start SUPPLIED DATA

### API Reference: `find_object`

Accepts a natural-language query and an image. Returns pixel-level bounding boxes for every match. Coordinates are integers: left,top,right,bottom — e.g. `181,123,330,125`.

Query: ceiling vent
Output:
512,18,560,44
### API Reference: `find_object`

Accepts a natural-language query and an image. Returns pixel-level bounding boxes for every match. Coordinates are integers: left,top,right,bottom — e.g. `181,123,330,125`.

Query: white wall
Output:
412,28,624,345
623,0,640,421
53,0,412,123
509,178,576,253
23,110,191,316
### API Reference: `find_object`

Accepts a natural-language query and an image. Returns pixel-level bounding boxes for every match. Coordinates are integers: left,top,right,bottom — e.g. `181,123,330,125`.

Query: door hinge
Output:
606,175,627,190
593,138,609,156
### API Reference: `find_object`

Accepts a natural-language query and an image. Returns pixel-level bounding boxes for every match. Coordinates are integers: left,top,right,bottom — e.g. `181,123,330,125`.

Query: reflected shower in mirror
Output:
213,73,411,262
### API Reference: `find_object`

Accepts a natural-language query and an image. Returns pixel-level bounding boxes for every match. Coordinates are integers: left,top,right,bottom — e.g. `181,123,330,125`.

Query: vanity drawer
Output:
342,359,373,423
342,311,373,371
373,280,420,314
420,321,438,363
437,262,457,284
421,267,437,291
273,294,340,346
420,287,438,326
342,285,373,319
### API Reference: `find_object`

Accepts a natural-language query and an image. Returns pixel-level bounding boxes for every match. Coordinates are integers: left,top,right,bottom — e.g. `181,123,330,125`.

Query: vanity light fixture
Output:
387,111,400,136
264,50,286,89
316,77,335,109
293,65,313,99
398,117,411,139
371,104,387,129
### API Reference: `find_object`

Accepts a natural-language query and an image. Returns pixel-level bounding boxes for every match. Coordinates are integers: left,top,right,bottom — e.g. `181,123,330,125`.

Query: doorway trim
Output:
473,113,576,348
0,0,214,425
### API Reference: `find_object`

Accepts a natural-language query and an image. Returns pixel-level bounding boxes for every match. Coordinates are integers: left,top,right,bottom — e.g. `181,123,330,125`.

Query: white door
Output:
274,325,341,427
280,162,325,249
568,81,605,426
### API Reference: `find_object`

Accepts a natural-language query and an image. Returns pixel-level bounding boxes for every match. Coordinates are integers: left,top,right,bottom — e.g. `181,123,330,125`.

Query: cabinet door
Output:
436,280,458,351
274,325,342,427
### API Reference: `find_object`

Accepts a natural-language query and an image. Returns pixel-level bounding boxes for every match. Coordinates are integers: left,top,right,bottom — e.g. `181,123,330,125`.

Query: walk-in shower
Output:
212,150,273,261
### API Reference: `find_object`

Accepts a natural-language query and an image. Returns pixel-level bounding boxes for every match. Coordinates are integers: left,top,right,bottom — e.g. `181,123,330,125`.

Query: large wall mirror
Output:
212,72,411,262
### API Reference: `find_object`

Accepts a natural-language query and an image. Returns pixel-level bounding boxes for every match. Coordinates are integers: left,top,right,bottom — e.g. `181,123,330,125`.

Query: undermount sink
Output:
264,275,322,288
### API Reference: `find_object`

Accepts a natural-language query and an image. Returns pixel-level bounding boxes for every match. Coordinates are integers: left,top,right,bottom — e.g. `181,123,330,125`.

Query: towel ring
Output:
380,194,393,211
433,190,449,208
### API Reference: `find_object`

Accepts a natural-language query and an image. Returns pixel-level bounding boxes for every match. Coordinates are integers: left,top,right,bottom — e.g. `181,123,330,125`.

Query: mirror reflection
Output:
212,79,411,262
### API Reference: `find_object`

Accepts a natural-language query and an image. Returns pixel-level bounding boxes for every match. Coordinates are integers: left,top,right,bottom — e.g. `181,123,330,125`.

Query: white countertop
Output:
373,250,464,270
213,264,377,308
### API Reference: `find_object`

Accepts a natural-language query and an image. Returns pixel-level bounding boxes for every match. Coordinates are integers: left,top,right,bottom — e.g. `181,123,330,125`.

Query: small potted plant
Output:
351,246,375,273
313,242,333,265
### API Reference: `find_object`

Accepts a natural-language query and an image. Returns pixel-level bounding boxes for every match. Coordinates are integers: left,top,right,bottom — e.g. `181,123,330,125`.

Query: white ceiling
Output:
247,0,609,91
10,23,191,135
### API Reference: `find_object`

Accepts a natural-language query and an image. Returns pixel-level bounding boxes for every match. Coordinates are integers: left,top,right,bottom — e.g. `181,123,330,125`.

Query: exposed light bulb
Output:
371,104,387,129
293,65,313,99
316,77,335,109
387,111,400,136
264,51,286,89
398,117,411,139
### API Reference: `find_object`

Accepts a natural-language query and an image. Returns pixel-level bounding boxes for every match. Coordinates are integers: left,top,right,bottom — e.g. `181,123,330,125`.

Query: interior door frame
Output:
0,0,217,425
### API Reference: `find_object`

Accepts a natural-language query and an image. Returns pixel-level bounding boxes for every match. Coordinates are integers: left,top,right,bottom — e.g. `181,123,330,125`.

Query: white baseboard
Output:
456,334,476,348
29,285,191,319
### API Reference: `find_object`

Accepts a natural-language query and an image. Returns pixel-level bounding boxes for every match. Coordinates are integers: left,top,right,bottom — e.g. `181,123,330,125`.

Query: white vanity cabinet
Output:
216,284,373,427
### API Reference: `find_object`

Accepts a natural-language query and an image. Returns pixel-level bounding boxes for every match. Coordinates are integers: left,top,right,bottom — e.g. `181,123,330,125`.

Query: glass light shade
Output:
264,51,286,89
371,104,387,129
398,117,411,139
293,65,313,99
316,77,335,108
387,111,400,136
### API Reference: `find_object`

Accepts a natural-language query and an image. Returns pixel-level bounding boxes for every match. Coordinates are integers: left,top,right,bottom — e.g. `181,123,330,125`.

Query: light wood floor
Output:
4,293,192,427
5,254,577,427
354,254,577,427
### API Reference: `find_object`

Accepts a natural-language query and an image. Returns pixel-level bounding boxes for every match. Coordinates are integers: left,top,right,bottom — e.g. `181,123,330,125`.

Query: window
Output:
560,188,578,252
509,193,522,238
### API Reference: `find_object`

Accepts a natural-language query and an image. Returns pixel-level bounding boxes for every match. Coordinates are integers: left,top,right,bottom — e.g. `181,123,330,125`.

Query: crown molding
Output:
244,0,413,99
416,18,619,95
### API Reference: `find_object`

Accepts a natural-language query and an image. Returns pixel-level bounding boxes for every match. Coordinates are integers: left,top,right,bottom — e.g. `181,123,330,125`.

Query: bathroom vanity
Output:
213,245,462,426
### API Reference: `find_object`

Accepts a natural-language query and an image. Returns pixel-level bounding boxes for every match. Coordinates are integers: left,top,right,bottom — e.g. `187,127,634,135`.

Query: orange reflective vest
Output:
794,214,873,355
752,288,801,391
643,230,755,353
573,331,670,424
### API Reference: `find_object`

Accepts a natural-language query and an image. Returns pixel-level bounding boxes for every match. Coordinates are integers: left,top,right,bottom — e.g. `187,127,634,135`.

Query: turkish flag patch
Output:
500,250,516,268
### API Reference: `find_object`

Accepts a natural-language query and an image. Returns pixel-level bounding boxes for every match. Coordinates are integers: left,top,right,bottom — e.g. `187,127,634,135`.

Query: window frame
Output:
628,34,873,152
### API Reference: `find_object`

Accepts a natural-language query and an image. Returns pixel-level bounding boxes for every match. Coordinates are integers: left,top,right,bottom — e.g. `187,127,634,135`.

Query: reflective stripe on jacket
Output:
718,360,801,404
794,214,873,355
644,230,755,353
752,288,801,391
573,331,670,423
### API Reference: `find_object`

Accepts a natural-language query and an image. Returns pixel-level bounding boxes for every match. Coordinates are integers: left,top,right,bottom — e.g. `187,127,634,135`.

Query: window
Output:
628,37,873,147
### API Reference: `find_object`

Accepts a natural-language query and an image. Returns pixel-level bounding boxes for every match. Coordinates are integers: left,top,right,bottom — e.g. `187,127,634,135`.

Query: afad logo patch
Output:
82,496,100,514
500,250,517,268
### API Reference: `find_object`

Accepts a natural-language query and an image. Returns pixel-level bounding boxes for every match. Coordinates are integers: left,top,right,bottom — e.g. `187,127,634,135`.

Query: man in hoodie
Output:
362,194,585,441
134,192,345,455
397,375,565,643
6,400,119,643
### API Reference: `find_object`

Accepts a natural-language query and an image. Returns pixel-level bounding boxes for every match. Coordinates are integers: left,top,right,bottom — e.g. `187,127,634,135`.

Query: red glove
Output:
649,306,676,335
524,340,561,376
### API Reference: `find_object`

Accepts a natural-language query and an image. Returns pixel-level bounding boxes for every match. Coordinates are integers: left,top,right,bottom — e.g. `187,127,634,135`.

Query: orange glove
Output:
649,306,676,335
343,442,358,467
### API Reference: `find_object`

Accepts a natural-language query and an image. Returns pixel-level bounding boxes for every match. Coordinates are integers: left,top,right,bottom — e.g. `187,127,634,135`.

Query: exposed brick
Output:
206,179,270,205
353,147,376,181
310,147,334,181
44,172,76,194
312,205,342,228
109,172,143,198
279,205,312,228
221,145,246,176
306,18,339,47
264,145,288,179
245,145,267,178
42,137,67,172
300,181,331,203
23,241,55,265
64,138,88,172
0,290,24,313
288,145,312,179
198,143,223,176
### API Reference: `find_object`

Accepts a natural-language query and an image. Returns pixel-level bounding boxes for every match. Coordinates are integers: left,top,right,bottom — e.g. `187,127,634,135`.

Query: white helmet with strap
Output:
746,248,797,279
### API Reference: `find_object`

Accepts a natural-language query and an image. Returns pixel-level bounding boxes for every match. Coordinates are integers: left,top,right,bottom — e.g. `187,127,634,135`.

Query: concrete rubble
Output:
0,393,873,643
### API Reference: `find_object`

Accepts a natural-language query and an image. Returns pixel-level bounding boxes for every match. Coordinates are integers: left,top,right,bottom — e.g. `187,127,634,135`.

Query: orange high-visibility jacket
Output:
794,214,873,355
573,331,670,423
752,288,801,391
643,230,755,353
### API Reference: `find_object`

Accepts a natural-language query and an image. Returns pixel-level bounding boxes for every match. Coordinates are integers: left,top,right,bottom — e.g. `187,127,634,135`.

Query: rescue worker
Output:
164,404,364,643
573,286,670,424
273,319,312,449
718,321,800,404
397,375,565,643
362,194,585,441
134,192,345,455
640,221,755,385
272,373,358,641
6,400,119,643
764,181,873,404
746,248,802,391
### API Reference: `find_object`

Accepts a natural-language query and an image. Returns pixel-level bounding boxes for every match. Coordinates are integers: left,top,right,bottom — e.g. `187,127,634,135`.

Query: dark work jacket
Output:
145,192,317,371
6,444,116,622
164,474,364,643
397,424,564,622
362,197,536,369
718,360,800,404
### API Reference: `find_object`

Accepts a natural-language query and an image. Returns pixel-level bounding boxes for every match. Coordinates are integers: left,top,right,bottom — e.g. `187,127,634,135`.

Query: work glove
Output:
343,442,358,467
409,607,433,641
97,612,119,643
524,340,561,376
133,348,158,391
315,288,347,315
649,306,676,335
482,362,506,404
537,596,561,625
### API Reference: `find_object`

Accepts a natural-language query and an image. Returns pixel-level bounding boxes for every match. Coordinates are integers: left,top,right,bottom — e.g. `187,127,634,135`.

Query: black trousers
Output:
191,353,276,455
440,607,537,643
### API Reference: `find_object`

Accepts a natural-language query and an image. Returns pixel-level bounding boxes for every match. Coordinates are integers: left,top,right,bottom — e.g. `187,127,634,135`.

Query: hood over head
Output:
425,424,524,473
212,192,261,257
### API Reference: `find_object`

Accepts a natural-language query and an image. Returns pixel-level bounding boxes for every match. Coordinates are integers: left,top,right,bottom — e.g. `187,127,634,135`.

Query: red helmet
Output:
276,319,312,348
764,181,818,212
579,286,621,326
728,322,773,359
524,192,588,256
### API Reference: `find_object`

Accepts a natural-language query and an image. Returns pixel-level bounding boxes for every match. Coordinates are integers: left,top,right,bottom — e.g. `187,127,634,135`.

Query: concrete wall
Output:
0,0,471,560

end SUPPLIED DATA

*WHAT TO DO*. Can you reproduce everything from the start of the entries down to the line containing "593,138,609,156", with both ends included?

*RESULT FOR THIS EXERCISE*.
### API Reference: `find_object`

Accepts a natural-language query and an image. Returns pixel-level bounding boxes for every match. Coordinates are integers: left,top,right,bottom — e.g. `181,123,330,125`.

Query: ceiling vent
Output:
512,18,560,44
### API Reference: `find_object`

Accepts a natural-language query and an image. Returns pixel-level bounding boxes for every match. Coordinates are integers: left,top,right,bottom — e.g. `181,123,330,125`.

Query: white wall
Output:
412,28,624,345
623,0,640,421
53,0,412,123
509,178,576,253
23,110,191,316
### API Reference: `find_object`

Accepts a natural-language query and an image. Returns pixel-level bounding boxes for every match. Coordinates are integers: left,top,right,bottom — e.g. `181,123,330,125`.

Query: door hinge
Output:
606,175,627,190
593,138,609,156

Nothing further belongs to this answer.